%%

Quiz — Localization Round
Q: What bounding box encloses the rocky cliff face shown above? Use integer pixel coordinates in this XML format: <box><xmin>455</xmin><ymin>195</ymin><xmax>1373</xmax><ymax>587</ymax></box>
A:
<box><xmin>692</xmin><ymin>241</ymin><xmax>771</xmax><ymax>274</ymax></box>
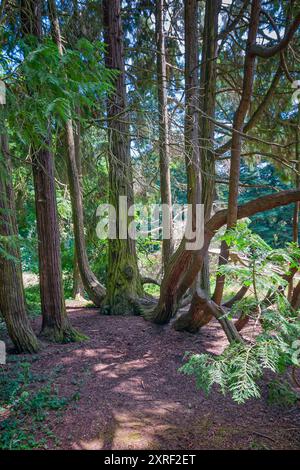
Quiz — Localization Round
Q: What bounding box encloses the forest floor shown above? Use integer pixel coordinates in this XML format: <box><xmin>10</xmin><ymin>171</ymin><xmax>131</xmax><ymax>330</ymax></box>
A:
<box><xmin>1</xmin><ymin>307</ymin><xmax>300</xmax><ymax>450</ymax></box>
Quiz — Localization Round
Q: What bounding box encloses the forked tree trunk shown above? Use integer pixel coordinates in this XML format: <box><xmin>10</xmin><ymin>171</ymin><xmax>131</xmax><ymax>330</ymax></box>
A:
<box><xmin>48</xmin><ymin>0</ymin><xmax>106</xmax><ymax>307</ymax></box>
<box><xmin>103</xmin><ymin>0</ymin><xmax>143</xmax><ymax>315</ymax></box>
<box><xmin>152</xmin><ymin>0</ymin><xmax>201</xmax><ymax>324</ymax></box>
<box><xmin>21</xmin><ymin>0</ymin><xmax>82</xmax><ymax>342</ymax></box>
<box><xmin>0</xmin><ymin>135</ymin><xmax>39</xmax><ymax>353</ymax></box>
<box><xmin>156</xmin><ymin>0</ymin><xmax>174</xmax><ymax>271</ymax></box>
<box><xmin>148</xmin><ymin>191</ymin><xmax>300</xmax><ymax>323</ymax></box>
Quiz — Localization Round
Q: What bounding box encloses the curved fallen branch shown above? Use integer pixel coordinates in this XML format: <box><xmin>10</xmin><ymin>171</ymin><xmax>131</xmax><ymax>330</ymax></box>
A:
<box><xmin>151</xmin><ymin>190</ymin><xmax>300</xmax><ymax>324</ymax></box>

%%

▶ _Problem details_
The records above must be echoed exactly, minus their pictures.

▶ _Response_
Quiz — Localization Round
Q: What bounding box encloses the rocky cliff face shown above? Use integer pixel coordinates in this XML format: <box><xmin>455</xmin><ymin>195</ymin><xmax>1373</xmax><ymax>587</ymax></box>
A:
<box><xmin>692</xmin><ymin>241</ymin><xmax>771</xmax><ymax>274</ymax></box>
Quiz — Localization Round
Q: What bounding box encloses the forest floor shown above? Use integer pixel coordinates in this XML format: <box><xmin>10</xmin><ymin>171</ymin><xmax>131</xmax><ymax>330</ymax></box>
A:
<box><xmin>1</xmin><ymin>307</ymin><xmax>300</xmax><ymax>450</ymax></box>
Quiz — Localization Round
Q: What bounding box encloses the forked tree trunk shown above? Use integer pixel coordinates in this XML format: <box><xmin>10</xmin><ymin>171</ymin><xmax>131</xmax><ymax>330</ymax></box>
A:
<box><xmin>48</xmin><ymin>0</ymin><xmax>106</xmax><ymax>307</ymax></box>
<box><xmin>103</xmin><ymin>0</ymin><xmax>143</xmax><ymax>315</ymax></box>
<box><xmin>152</xmin><ymin>0</ymin><xmax>201</xmax><ymax>324</ymax></box>
<box><xmin>21</xmin><ymin>0</ymin><xmax>82</xmax><ymax>342</ymax></box>
<box><xmin>0</xmin><ymin>135</ymin><xmax>39</xmax><ymax>353</ymax></box>
<box><xmin>156</xmin><ymin>0</ymin><xmax>174</xmax><ymax>271</ymax></box>
<box><xmin>148</xmin><ymin>191</ymin><xmax>300</xmax><ymax>323</ymax></box>
Quiz — Localization Round
Q: What bounding box encloses the curved fallen branch shown above? Use integer pixel coordinates in this XML format: <box><xmin>10</xmin><ymin>171</ymin><xmax>131</xmax><ymax>330</ymax></box>
A:
<box><xmin>151</xmin><ymin>190</ymin><xmax>300</xmax><ymax>324</ymax></box>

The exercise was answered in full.